[Excerpts of pointing data]
[start]
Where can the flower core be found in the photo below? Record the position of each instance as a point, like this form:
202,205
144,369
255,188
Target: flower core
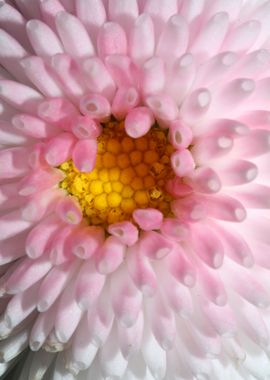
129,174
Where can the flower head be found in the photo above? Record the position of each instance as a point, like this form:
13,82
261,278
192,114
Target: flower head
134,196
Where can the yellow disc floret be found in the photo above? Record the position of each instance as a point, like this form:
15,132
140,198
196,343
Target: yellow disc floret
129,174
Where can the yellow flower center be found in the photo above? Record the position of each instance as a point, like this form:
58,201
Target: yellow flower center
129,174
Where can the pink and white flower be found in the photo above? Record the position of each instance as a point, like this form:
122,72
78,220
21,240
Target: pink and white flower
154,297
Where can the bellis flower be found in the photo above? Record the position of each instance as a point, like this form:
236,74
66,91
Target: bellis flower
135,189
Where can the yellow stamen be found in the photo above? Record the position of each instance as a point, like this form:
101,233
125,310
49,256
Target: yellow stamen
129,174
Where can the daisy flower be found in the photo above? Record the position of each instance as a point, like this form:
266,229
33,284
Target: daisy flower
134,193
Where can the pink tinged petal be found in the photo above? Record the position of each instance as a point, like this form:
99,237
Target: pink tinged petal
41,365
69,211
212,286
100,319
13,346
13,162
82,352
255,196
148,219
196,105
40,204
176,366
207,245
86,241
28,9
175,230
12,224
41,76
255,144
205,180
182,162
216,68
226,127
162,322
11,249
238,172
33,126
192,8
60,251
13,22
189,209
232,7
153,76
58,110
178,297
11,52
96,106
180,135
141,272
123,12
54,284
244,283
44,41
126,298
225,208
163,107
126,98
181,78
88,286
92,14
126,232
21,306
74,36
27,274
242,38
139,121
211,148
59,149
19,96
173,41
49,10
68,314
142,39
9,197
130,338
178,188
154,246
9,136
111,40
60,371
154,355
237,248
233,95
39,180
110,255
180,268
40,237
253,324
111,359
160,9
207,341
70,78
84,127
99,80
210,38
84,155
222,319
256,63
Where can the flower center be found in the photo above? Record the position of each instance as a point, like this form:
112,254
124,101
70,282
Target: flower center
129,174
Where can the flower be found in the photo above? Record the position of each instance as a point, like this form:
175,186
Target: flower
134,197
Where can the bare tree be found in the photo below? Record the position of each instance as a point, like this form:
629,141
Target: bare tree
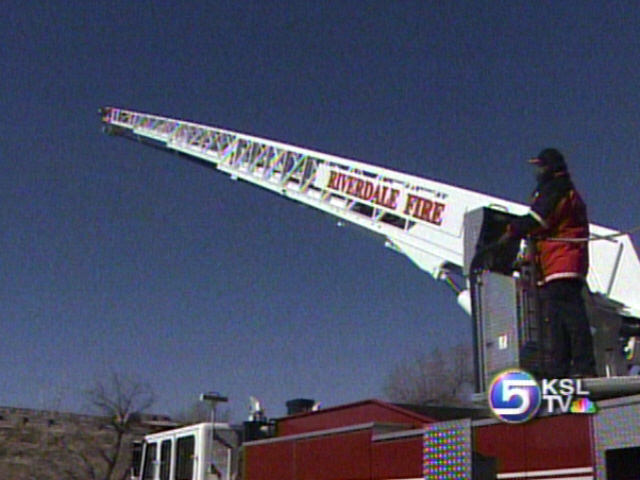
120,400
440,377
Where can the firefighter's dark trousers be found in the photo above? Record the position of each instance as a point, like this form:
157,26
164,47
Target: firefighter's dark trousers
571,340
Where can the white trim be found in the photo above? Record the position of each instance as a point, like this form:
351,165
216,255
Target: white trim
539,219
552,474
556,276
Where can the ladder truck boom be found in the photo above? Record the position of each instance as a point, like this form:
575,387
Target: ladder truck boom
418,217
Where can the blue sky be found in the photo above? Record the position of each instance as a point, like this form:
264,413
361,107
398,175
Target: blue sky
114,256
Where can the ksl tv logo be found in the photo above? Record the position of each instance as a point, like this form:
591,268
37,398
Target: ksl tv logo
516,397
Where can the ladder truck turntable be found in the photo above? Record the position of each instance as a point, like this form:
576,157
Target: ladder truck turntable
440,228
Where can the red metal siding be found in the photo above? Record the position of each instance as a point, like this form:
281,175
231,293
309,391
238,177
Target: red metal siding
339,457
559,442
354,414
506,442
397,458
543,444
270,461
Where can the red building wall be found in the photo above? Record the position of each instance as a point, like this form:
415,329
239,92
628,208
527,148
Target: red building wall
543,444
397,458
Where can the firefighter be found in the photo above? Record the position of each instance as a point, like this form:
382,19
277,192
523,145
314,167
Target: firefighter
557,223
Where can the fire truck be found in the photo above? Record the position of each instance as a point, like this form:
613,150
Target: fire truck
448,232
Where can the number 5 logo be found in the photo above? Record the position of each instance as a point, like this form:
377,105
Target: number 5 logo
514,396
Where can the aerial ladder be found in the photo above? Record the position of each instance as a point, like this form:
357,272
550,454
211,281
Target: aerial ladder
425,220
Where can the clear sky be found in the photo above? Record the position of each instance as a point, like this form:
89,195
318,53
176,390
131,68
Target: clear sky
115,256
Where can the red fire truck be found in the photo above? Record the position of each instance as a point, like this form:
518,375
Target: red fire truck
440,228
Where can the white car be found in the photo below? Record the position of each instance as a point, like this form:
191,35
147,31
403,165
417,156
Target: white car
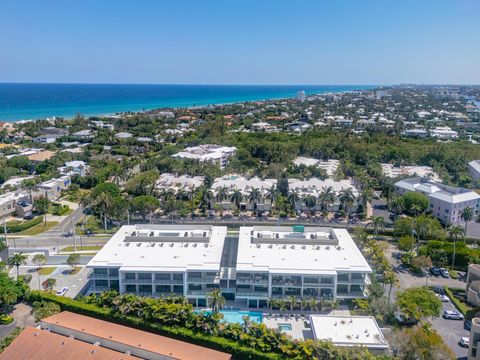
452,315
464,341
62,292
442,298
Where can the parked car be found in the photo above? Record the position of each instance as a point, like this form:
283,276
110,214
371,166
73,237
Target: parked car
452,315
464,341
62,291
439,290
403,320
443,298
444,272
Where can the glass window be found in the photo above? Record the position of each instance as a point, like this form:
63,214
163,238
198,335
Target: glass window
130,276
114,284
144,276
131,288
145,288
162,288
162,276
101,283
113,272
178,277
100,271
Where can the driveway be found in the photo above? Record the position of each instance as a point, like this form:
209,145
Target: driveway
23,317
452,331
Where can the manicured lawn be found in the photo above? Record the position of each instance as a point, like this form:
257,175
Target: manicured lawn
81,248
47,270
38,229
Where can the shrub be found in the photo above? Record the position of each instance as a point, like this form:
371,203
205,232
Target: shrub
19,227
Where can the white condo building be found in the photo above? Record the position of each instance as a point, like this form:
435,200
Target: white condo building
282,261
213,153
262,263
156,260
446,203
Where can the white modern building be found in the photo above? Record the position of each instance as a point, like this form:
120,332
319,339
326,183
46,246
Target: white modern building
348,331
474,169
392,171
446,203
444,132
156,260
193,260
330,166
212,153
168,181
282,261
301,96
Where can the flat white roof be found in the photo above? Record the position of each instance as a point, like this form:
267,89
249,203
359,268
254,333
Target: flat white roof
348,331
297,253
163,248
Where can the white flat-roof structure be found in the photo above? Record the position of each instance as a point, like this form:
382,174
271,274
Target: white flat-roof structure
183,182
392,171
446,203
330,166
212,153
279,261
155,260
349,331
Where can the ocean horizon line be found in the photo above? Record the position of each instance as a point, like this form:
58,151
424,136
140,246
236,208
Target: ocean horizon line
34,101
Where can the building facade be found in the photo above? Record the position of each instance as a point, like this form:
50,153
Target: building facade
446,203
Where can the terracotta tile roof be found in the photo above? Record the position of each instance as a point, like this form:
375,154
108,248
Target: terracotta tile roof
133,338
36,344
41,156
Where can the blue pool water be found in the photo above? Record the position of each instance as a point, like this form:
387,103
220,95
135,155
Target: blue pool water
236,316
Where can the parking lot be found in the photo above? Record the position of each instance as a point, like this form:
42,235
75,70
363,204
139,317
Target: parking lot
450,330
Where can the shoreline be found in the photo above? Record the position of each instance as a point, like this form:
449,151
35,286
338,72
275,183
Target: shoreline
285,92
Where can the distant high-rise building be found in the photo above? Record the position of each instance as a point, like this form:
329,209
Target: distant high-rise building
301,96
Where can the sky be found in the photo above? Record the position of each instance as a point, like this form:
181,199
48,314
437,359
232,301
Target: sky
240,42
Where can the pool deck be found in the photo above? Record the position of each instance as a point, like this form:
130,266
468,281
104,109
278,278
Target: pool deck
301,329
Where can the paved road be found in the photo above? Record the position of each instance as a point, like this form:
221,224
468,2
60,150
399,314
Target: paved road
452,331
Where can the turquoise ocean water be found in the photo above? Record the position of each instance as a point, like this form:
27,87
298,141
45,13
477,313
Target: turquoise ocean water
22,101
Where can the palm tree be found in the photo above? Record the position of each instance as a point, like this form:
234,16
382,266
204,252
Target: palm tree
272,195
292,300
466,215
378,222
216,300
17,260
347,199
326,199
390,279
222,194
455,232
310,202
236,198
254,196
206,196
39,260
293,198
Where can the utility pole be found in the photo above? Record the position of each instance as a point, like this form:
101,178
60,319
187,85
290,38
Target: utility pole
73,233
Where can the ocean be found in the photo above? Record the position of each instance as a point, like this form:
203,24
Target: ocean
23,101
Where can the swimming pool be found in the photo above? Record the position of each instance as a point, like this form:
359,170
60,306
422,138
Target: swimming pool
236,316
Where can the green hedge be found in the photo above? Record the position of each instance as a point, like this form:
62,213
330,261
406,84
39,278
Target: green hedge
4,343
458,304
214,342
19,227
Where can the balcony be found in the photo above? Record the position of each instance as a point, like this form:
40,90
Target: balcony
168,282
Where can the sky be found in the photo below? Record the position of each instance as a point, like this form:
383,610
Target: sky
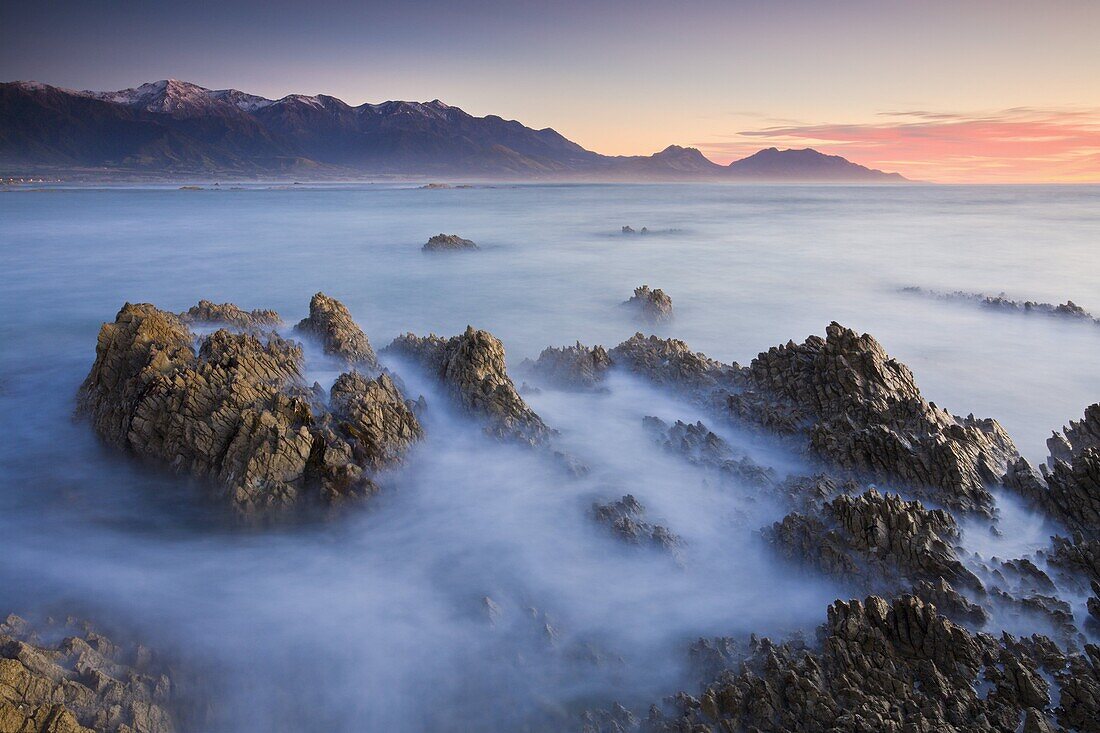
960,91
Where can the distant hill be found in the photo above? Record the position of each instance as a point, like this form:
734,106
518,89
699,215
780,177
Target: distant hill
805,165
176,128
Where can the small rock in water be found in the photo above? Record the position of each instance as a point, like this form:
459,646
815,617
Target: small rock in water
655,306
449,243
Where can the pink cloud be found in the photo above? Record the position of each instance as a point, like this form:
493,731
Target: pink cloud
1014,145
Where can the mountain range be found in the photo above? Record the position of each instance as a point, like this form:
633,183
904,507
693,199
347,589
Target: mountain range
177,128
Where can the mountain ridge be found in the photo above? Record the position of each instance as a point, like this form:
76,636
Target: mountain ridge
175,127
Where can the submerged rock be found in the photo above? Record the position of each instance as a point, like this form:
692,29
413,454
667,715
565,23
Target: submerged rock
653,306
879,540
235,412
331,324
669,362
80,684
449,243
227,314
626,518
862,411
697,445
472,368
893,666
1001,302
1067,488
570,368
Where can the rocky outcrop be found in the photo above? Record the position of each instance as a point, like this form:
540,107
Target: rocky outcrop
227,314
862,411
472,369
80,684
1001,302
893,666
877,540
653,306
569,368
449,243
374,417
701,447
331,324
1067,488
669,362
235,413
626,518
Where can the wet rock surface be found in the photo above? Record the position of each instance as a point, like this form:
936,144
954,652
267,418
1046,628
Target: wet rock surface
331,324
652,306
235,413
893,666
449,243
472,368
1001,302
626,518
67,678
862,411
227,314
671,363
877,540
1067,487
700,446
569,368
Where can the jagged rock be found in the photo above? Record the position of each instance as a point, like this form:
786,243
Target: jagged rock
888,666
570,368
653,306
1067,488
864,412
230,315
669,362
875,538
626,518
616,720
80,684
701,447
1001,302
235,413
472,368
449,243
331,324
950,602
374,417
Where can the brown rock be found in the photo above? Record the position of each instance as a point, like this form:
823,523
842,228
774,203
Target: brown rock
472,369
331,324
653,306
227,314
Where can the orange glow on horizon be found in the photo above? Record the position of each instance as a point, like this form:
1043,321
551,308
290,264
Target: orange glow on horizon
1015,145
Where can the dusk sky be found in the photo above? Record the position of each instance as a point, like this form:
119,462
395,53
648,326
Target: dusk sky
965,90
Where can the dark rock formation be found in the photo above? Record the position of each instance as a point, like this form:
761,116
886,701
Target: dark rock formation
[end]
▶ **WHAT YOU NEED TO DO**:
Starting from the line containing "Where can the orange" and ending with the final line of the data, reproduce each line exactly as it appears, including no other lines.

▶ **OUTPUT FOR THIS TASK**:
Where can the orange glow on horizon be found in the photo above? Record the position of each instance as a point, like this form:
1043,321
551,308
290,264
Target: orange glow on horizon
1015,145
Where can the dusk sky be found in the photo above? Record the position of each instance as a point, like this form:
119,462
395,53
648,326
Target: dusk sky
965,90
Where can the dark rock formation be found in the photo above? Record the position of each instance as a point, like this form:
761,116
886,701
Target: dark rock formation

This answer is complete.